Print only the line with "Would you mind pointing out the white telephone" and the lines after it, ending with the last line of the material, each exactly as it stands.
◇ ◇ ◇ ◇ ◇
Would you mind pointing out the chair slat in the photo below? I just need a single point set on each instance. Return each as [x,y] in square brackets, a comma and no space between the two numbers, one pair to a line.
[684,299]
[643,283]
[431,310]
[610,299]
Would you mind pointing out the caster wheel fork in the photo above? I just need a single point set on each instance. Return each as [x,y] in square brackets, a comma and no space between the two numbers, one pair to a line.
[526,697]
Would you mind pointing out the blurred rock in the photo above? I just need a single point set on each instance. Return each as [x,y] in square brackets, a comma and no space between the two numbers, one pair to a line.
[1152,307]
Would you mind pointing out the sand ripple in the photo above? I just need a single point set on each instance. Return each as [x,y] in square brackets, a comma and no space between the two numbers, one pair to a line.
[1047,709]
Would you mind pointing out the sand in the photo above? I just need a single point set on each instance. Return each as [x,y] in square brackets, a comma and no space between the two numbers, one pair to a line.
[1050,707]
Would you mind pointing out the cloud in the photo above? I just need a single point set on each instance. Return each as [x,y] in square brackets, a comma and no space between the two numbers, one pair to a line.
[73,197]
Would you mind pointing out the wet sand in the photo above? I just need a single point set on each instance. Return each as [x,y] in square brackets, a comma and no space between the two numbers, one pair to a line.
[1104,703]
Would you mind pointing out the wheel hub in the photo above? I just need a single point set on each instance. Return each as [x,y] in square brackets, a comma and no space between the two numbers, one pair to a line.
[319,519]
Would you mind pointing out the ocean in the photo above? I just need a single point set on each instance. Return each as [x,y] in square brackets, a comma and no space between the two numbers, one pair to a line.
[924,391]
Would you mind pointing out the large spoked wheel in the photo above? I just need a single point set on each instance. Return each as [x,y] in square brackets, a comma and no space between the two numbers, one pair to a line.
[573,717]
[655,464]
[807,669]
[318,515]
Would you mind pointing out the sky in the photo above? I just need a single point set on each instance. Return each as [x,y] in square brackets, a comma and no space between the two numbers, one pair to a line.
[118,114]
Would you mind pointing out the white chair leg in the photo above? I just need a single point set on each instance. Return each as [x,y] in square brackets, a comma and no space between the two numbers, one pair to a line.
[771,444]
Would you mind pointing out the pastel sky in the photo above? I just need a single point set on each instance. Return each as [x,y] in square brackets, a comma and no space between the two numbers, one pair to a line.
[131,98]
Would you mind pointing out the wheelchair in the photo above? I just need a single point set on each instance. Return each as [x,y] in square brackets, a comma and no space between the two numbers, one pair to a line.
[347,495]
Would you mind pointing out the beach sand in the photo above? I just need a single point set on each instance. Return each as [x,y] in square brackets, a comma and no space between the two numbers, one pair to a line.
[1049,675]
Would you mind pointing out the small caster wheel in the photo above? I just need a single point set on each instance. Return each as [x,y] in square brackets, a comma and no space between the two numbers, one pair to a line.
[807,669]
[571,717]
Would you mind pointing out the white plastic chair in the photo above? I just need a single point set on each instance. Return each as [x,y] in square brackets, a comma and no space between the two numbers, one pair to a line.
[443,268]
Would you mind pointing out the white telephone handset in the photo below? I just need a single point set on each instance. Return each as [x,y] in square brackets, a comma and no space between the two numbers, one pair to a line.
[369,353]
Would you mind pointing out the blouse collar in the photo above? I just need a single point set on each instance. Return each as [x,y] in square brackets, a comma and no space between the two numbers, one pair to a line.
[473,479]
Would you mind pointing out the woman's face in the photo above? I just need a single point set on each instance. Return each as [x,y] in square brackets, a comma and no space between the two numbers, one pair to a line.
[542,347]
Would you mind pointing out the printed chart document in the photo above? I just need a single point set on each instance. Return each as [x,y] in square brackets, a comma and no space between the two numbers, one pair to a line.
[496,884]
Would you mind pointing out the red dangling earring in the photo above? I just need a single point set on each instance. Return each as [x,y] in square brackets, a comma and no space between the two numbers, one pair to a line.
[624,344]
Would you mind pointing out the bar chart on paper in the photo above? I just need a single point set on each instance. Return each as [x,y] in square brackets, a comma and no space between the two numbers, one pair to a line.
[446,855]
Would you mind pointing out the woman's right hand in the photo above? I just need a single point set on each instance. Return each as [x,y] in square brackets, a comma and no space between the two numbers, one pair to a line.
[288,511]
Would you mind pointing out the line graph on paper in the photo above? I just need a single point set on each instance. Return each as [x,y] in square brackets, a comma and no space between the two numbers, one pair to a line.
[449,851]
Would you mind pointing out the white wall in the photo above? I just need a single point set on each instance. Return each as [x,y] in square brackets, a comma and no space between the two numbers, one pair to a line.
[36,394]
◇ ◇ ◇ ◇ ◇
- TASK RESULT:
Would you mind pointing out the white telephone handset in the photo below? I just need a single point set on each instance. Return each as [x,y] in square brackets, a comma and no space between the two numbers, one pair to a line.
[369,353]
Would you mind pointing out the blouse collar in the photo above? I just need a single point set on each instance. Return each as [x,y] in square brackets, a comma and no space between the two numbers, one pair to a line.
[473,479]
Would you mind pointing out the woman's face in the photo above? I just need a single point set on each instance. Return each as [x,y] in square brackets, a comma and no space between the two numbers, one pair to a line.
[542,347]
Would you mind pointing out the printed chart document in the photo above? I just need a single point set on each instance. Return each as [x,y] in square brackets, a comma and no space between the two numbers, one pair to a line.
[496,884]
Would you mind pointing out the red dangling earring in the photo above? I just need a single point set on each instance. Return each as [x,y] in square brackets, a comma and no space between the two numbers, one pair to a line.
[624,344]
Would you mind pointing out the bar chart on paper in the photo above? I just need a single point set on each instance. Return each as [x,y] in square brackets, a comma and no space between the two numbers, one pair to a line.
[446,855]
Would you mind pointing out the woman's right hand in the photo above? I just need a single point set on each instance. Return each as [x,y] in square brackets, a comma and no space between the two numbers, one pair to a line.
[288,511]
Would you mind pointing out the line graph on paper in the photo above? I just need a single point set on each instance. Return each as [x,y] in square brackets, a comma and no space between the two numbers, one pair to a line.
[449,851]
Would you mind pointing out the white wall in the photo above? I just need a single point set on each instance. Return each as [x,y] in square brackets, a comma and no space between the two numbers, one pair to a line.
[36,394]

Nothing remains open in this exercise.